## GOAL OF THE EXERCISE
Output the full set of records exactly.

Point-per-instance localization data:

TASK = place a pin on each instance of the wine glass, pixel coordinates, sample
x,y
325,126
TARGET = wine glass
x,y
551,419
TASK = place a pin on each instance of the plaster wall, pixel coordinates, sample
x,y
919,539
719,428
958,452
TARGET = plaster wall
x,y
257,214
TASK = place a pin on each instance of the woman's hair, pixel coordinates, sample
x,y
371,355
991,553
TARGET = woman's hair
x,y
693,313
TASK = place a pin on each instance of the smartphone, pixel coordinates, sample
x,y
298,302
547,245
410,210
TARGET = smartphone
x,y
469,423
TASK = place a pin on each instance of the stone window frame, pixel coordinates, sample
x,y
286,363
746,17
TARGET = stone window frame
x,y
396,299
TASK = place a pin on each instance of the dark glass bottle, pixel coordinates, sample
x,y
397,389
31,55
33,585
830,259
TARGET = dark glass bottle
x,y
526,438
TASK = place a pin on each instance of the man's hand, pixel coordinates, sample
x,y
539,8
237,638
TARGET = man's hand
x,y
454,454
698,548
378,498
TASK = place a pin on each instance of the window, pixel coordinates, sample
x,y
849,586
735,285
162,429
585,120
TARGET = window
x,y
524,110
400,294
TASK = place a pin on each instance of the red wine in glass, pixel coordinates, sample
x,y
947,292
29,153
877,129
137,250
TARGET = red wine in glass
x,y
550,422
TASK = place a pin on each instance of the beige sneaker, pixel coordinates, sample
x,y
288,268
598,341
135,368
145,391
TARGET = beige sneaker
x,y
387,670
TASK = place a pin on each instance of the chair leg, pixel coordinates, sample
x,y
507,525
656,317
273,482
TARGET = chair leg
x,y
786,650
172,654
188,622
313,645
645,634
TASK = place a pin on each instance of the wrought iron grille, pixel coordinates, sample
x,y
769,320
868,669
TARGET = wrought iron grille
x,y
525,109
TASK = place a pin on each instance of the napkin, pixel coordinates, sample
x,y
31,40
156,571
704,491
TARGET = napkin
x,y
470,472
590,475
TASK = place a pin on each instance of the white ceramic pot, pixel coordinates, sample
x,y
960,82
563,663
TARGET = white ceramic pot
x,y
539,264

## RESPONSE
TASK = place a pin on each instance of the wine glass, pixel coordinates, sample
x,y
325,126
TARGET = wine glass
x,y
551,419
TASK = place a pin on each instance of the plaster wall, pixel coordinates, sample
x,y
919,539
719,428
958,452
TARGET = plaster wall
x,y
257,214
TASK = place a pin on each instance of the woman's hair, pixel coordinates, sample
x,y
371,355
991,553
TARGET = woman's hair
x,y
693,313
TASK = place a pin on each instance of the smartphone, pixel coordinates, sample
x,y
298,302
547,245
410,210
TARGET = smartphone
x,y
469,423
TASK = place a pin on each instance of the stone window frame, pixel coordinates, sample
x,y
286,363
746,17
TARGET = stone window frame
x,y
396,299
TASK = place a pin on each instance of the dark glass bottle, pixel coordinates, sample
x,y
397,389
31,55
33,585
830,259
TARGET = dark glass bottle
x,y
526,438
TASK = place a pin on each instance of the man's hand, pixel coordinates, sample
x,y
539,8
237,638
TARGET = man's hand
x,y
454,454
698,548
378,498
TASK = place a pin on each instance of the window, pixel coordinates, sample
x,y
849,586
735,285
162,429
585,120
TARGET = window
x,y
524,110
400,294
TASK = place a pin on each instance of the red wine in glass, pixel coordinates, sample
x,y
947,292
29,153
877,129
137,250
TARGET = red wine in glass
x,y
550,422
TASK = place a pin on each instance of the beige sneaker, pixel coordinates, sample
x,y
288,268
598,341
135,368
145,391
TARGET = beige sneaker
x,y
387,670
TASK = place a pin on each instance of the chair leg, pixel coordinates, sample
x,y
507,525
656,317
273,482
TARGET = chair leg
x,y
786,650
172,654
188,622
313,645
645,634
TASK = place a pin on each instance of the wrought iron grille, pixel coordinates, sample
x,y
769,320
868,669
TARGET = wrought iron grille
x,y
525,109
TASK = place a pin on each instance of the napkin, pixel coordinates, sample
x,y
31,40
156,571
704,491
TARGET = napkin
x,y
470,472
590,475
TASK = place a pin on each instance of the white ceramic pot, pixel coordinates, sample
x,y
960,82
563,663
TARGET = white ceramic pot
x,y
539,264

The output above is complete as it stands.